### TEXT TO READ
-=-=-

Jul 9, 2012, 7:14:33 PM7/9/12

to Wei Cao, erlang-q...@erlang.org

Hi,

Performance of our HTTP Web Server drops down after applying your patches.

Box: Linux F17, 4GB of RAM:

$ lscpu

Architecture: i686

CPU op-mode(s): 32-bit, 64-bit

Byte Order: Little Endian

CPU(s): 4

On-line CPU(s) list: 0-3

Thread(s) per core: 1

Core(s) per socket: 4

Socket(s): 1

Vendor ID: GenuineIntel

CPU family: 6

Model: 23

Stepping: 7

CPU MHz: 2499.772

BogoMIPS: 4999.54

Virtualization: VT-x

L1d cache: 32K

L1i cache: 32K

L2 cache: 3072K

Bench:

before: 77787 rps

after: 53056 rps

Any hint to explain this result Wei ?

Regards,

Zabrane

Wei Cao

unread,

Jul 9, 2012, 10:30:01 PM7/9/12

to Zabrane Mickael, erlang-q...@erlang.org

My tests were all keepalived/persistent connections, and there was
significant performance gain in these situations. but I wrote a http
server with short connection just now, the performance did drop down,
I'll find it out later :).

2012/7/10 Zabrane Mickael <zabr...@gmail.com>:

Zabrane Mickael

unread,

Jul 10, 2012, 5:08:13 AM7/10/12

to Wei Cao, erlang-q...@erlang.org

On Jul 10, 2012, at 4:30 AM, Wei Cao wrote:

My tests were all keepalived/persistent connections, and there was
significant performance gain in these situations.

Of course I enabled keepalive on my test.

but I wrote a http server with short connection just now, the performance did drop down,
I'll find it out later :).

Great. Let me know if you make any progress.

Regards,

Zabrane

erlang

unread,

Jul 10, 2012, 5:14:54 PM7/10/12

to erlang-q...@erlang.org

Hi, all (first time)
on start - i'm sorry for my englisch language.
i think that the problem is on all lines where you use "io:format"
In my system when i start wrote in erlang I used many times io:format
for debug. It wos big bottleneck.

JanM

W dniu 2012-07-09 11:01, Wei Cao pisze:

Zabrane Mickael

unread,

Jul 10, 2012, 5:36:56 PM7/10/12

to erlang, erlang-q...@erlang.org

I dont think so!

When I tested Wei's code teh first time, I suppressed all io:format statements and made

the inner loop lot simpler. Something like that:

[...]

loop(S,B) ->

inet:setopts(S, [{active, once}]),

receive

{tcp, S, _Data} ->

Response = <<"HTTP/1.1 200 OK\r\nContent-Length:

12\r\nConnection: Keep-Alive\r\n\r\nhello world!">>,

gen_tcp:send(S, Response),

loop(S, <<>>)

[...]

didn't change anything in my case.

Hope this help!

Regards,

Zabrane

Zabrane Mickael

unread,

Jul 10, 2012, 8:24:53 PM7/10/12

to Wei Cao, erlang-q...@erlang.org

Hi Wei,

I did some other tests on our 8-Cores 64-bit machine:

before: 157141 rps
after: 80245 rps

Same behaviour as before ... hope this help.

-=-=-

### YOUR OBJECTIVE
Copy the Erlang performance thread from the words "Of course I" through "make any progress.", switching "keepalive" to "persistent connections" wherever it occurs.

-=-=-

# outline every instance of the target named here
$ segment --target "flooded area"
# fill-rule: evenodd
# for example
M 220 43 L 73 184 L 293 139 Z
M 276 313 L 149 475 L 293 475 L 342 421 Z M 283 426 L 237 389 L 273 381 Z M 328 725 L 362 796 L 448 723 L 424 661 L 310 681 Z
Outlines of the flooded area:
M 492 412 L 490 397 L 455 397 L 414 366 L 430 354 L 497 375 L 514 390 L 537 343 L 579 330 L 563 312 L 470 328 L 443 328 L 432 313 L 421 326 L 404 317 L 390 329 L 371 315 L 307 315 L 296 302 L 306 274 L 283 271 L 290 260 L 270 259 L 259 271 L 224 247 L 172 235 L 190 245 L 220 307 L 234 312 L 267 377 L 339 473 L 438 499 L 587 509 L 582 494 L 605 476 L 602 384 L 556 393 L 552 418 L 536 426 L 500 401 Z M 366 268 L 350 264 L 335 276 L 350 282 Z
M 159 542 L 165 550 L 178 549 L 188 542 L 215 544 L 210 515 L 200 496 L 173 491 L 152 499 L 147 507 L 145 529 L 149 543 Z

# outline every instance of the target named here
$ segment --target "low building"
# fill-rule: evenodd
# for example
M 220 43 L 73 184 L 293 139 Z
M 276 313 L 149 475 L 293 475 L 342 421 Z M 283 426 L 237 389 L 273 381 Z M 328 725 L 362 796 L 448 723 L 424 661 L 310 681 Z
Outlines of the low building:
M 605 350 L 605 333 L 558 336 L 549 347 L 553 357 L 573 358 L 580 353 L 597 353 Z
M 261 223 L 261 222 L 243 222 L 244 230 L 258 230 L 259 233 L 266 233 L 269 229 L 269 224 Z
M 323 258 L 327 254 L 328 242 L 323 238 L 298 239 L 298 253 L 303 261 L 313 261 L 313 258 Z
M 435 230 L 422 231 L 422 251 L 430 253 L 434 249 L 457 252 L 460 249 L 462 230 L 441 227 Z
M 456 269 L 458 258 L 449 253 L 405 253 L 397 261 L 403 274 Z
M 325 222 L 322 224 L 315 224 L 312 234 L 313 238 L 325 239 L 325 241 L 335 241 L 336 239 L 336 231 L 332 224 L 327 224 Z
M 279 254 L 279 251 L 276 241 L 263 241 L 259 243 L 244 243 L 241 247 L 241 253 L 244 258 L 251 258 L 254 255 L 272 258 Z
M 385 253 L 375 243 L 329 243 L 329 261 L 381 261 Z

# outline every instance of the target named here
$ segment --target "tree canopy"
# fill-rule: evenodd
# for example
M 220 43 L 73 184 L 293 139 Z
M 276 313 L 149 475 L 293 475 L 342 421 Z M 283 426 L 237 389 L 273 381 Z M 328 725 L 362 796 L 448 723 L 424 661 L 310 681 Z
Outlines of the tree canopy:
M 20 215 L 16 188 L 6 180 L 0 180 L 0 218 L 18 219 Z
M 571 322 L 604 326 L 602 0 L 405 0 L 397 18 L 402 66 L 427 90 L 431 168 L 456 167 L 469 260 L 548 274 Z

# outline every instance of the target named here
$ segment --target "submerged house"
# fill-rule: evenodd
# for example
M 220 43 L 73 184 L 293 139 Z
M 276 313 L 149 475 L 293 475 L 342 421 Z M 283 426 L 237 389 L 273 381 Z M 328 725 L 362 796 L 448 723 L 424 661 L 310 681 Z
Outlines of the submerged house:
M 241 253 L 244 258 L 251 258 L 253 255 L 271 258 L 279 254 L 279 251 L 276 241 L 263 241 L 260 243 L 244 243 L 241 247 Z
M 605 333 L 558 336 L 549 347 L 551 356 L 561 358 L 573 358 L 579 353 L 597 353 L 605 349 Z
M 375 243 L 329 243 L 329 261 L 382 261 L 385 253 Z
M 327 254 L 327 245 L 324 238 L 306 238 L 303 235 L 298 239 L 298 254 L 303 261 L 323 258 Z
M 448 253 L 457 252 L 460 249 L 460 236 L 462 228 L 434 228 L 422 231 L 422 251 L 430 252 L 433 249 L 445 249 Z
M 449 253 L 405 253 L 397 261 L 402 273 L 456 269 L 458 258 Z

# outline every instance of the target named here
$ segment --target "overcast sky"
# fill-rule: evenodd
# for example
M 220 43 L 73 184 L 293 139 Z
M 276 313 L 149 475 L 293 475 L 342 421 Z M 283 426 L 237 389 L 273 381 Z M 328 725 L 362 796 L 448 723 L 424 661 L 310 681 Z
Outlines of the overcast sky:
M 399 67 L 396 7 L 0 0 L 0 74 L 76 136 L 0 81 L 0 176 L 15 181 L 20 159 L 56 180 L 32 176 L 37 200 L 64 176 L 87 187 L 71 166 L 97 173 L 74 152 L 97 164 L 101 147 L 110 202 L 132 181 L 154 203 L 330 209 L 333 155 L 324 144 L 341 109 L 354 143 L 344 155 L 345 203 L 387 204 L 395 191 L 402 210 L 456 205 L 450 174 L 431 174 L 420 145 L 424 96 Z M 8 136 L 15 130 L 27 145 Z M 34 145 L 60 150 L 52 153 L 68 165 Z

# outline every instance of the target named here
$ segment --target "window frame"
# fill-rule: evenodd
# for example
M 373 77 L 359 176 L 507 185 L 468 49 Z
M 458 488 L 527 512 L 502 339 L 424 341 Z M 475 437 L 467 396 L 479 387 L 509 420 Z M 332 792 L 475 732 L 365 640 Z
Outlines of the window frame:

-=-=-

### RESULT
Of course I enabled persistent connections on my test.

but I wrote a http server with short connection just now, the performance did drop down,
I'll find it out later :).

Great. Let me know if you make any progress.